[begin RECORDS TO USE]

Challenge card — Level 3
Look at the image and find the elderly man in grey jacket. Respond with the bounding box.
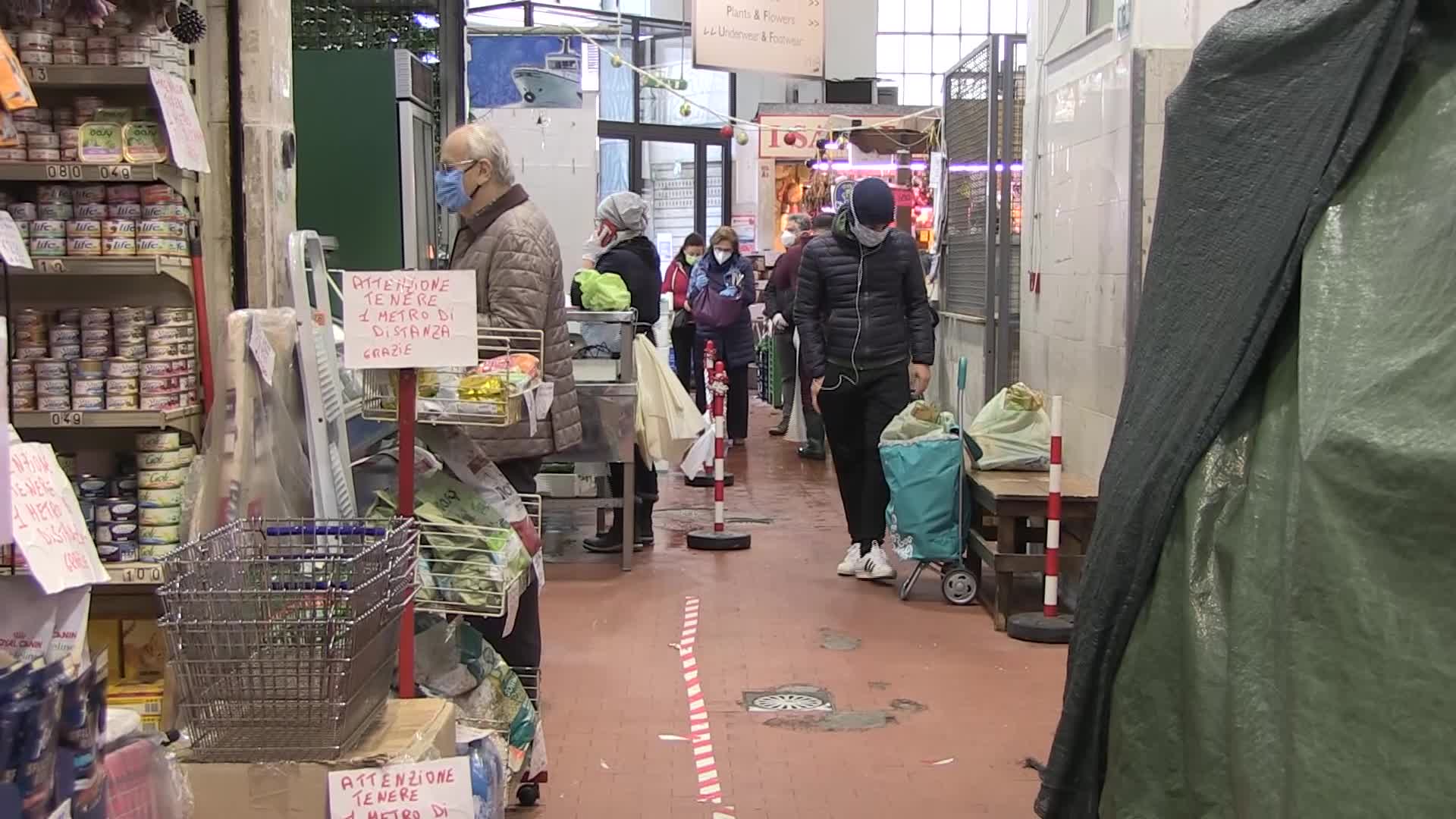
[435,122,581,667]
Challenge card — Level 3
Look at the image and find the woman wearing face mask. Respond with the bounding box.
[663,233,703,392]
[793,177,935,580]
[687,226,757,444]
[571,191,663,552]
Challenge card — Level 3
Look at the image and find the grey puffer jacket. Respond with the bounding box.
[450,185,581,462]
[793,207,935,378]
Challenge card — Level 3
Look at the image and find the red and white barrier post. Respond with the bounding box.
[684,341,734,484]
[1041,395,1062,618]
[687,362,752,552]
[1006,395,1072,642]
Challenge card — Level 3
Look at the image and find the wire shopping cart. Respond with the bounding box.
[158,519,419,762]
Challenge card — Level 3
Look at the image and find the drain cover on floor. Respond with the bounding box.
[744,691,834,713]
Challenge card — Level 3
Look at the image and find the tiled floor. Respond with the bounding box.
[535,406,1065,819]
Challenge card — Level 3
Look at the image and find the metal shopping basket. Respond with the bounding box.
[158,519,419,762]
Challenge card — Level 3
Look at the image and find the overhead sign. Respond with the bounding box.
[758,114,899,160]
[344,270,479,370]
[152,68,212,174]
[329,756,475,819]
[10,443,111,595]
[693,0,827,79]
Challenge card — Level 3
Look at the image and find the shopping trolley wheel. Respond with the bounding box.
[516,783,541,808]
[940,568,981,606]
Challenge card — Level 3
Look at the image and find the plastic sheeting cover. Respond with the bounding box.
[1037,0,1417,819]
[1101,25,1456,819]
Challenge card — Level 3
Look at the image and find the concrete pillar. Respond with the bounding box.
[237,0,297,307]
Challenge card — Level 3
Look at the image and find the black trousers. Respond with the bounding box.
[671,324,703,392]
[466,457,541,669]
[820,362,910,544]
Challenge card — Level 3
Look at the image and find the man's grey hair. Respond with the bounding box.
[462,121,516,185]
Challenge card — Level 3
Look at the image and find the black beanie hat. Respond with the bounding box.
[849,177,896,224]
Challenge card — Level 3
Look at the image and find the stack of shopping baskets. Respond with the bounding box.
[160,519,419,762]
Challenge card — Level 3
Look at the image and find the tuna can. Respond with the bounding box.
[67,359,106,381]
[103,359,141,379]
[136,525,182,547]
[76,475,108,500]
[46,324,82,344]
[138,391,183,413]
[71,379,106,398]
[73,202,108,221]
[136,469,187,491]
[71,185,106,204]
[65,218,100,239]
[136,488,182,509]
[106,202,141,221]
[35,202,76,220]
[136,506,182,528]
[30,218,65,239]
[32,359,71,379]
[65,236,100,256]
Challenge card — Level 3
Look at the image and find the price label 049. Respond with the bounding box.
[51,413,83,427]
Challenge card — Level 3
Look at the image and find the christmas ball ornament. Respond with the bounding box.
[172,3,207,46]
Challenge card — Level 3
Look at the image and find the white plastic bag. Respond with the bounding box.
[682,413,717,481]
[967,381,1051,471]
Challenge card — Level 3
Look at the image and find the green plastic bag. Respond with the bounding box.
[965,381,1051,472]
[575,270,632,312]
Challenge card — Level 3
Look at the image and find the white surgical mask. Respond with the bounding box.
[850,223,890,248]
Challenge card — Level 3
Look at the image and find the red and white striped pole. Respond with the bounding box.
[1041,395,1062,618]
[708,362,728,532]
[687,362,753,551]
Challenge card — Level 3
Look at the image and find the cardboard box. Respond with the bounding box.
[182,699,456,819]
[106,680,168,732]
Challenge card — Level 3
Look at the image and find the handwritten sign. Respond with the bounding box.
[344,270,479,370]
[329,756,475,819]
[152,68,212,174]
[10,443,111,595]
[0,212,35,270]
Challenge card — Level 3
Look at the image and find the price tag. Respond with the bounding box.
[51,413,82,427]
[121,566,162,583]
[46,162,82,180]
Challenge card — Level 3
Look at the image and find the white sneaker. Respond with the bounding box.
[855,541,896,580]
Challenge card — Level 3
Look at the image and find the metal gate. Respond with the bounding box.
[940,35,1027,400]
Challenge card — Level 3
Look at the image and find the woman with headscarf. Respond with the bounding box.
[571,191,663,552]
[687,226,757,444]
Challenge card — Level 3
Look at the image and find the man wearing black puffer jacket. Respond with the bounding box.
[793,177,935,580]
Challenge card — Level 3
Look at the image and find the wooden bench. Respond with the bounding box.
[967,471,1098,631]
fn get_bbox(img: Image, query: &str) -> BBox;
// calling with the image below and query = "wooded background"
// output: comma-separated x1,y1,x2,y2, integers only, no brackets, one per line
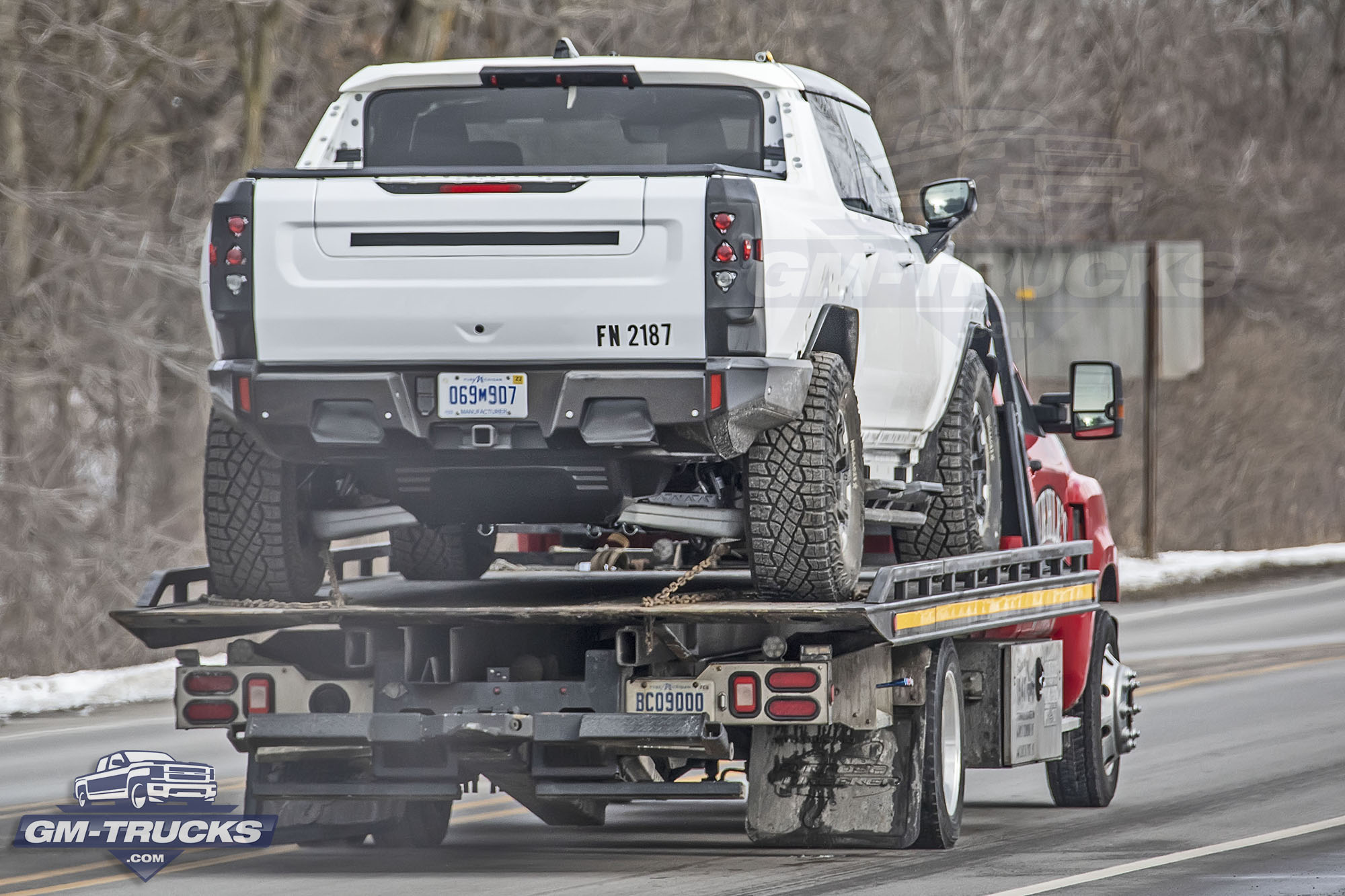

[end RECORDS TO USE]

## EXERCISE OBJECTIVE
Filter the records above down to the lines that contain the string "floor", and copy each of those lines. Case counts.

## PROBLEM SOLUTION
Look at the image and find the drain cover on floor. Respond with the bounding box.
Look at the image and find the tiled floor. Respond with the bounding box.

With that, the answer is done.